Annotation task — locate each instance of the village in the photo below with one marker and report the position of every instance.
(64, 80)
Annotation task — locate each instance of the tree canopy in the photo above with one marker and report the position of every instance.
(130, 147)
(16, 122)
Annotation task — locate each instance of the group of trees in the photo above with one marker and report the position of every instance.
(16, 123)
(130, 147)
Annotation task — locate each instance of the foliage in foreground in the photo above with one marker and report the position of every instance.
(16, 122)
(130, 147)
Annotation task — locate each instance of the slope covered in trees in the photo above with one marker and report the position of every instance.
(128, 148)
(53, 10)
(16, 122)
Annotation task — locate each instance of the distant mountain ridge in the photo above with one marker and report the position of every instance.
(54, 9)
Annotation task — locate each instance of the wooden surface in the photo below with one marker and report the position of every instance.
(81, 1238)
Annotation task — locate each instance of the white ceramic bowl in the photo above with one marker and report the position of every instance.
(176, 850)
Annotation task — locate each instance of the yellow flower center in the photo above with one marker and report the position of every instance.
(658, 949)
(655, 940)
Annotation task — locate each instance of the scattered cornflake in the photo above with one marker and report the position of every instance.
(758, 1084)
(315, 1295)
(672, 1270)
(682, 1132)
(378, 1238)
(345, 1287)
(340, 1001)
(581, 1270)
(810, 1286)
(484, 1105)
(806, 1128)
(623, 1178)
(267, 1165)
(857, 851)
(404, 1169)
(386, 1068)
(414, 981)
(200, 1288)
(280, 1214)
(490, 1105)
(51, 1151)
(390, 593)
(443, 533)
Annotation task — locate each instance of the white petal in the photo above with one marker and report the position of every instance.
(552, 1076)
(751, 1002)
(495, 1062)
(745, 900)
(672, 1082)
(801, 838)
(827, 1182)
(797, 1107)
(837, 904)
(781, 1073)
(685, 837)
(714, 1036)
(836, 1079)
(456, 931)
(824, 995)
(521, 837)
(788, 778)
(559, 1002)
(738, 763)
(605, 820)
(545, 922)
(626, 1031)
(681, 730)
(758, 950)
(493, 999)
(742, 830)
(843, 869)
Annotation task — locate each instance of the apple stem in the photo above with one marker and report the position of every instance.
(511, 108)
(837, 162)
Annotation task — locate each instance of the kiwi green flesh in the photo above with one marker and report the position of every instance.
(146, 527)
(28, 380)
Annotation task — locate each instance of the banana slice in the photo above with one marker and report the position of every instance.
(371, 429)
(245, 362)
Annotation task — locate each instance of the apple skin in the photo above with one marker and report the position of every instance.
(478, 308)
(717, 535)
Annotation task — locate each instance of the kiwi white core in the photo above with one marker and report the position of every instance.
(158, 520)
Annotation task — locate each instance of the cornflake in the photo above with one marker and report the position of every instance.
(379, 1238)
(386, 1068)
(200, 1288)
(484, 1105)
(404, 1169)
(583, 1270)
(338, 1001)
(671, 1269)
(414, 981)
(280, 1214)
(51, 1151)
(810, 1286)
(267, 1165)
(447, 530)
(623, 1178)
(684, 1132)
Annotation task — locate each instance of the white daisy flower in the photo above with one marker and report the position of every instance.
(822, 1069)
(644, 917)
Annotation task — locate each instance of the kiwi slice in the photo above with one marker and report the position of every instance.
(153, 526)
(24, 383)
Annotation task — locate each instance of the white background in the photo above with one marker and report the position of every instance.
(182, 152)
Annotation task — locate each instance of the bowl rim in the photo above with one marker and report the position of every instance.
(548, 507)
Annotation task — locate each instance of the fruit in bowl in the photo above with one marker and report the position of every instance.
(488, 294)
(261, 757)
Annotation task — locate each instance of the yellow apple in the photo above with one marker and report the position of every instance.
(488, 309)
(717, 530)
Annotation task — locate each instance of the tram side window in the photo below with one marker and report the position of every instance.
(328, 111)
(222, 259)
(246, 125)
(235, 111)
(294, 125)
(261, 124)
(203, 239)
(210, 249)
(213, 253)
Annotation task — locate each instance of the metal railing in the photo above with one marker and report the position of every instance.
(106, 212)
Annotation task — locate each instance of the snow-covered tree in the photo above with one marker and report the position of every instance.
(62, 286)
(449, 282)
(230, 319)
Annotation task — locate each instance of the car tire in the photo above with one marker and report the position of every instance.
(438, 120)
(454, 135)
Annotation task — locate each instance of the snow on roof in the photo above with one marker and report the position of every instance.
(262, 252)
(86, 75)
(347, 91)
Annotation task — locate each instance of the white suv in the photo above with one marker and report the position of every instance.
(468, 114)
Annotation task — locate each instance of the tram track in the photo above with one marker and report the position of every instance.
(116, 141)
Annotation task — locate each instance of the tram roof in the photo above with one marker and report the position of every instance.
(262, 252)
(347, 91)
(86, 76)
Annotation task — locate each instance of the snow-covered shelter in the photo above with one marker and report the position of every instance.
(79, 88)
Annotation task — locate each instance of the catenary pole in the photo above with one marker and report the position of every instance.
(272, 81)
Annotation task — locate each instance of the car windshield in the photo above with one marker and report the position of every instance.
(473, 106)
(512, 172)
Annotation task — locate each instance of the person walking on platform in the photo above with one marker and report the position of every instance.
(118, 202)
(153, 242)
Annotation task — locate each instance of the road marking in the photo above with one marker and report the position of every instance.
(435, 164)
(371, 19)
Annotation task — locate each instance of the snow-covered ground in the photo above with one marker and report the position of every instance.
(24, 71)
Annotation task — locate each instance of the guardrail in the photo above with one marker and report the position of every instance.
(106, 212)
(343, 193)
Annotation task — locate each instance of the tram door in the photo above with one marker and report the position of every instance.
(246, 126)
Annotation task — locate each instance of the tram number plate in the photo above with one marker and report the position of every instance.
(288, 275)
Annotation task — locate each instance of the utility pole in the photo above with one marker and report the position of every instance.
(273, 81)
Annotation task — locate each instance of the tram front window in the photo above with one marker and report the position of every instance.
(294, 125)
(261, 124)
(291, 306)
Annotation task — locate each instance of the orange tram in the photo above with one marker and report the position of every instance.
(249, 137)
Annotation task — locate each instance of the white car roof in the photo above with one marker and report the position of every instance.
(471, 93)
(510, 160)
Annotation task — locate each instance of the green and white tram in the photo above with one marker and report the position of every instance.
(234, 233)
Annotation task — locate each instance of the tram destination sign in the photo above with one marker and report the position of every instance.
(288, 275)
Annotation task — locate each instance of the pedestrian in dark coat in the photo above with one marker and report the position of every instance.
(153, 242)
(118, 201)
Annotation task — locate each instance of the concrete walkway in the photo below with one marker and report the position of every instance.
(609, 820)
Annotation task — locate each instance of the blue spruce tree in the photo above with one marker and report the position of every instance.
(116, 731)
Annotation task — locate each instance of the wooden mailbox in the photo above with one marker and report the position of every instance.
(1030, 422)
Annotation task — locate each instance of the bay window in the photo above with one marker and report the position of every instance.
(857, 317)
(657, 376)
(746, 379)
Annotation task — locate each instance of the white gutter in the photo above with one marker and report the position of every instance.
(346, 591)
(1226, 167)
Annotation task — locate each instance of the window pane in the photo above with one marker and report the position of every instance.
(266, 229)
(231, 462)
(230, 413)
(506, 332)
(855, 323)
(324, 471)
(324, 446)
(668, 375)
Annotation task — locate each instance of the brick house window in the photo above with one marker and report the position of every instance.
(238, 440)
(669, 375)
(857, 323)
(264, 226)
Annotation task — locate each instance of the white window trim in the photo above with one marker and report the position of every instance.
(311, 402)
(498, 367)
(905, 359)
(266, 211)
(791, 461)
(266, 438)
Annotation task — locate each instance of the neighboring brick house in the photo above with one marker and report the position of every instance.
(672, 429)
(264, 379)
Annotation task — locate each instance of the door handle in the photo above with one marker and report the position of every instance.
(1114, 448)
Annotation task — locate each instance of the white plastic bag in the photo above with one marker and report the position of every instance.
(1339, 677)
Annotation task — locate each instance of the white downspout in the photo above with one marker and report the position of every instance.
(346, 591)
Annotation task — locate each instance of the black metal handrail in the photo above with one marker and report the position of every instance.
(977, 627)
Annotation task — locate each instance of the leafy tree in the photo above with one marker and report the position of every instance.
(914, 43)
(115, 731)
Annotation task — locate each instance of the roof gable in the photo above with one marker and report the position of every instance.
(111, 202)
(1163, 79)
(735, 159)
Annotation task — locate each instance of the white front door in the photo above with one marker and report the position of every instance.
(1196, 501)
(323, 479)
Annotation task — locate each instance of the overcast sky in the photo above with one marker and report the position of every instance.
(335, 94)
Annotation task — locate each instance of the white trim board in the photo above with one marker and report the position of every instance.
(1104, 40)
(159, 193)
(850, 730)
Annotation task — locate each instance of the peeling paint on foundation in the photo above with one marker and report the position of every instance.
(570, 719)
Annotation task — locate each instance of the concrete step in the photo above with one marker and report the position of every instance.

Problem to work on => Starting at the line with "Annotation task — locate each instance of the white trim", copy every line up to and including the last one in the entries above.

Final result =>
Annotation task — locate each instance of the white trim board in the photo above with one marker and report the position of every instance.
(1104, 40)
(159, 193)
(850, 730)
Annotation task — locate each instance of the peeling paint on foundation in the photo above with one marker and report the position of every instance.
(570, 719)
Annotation task — locate each instance of the concrete step in the photo above with one marker and report the position of every instance.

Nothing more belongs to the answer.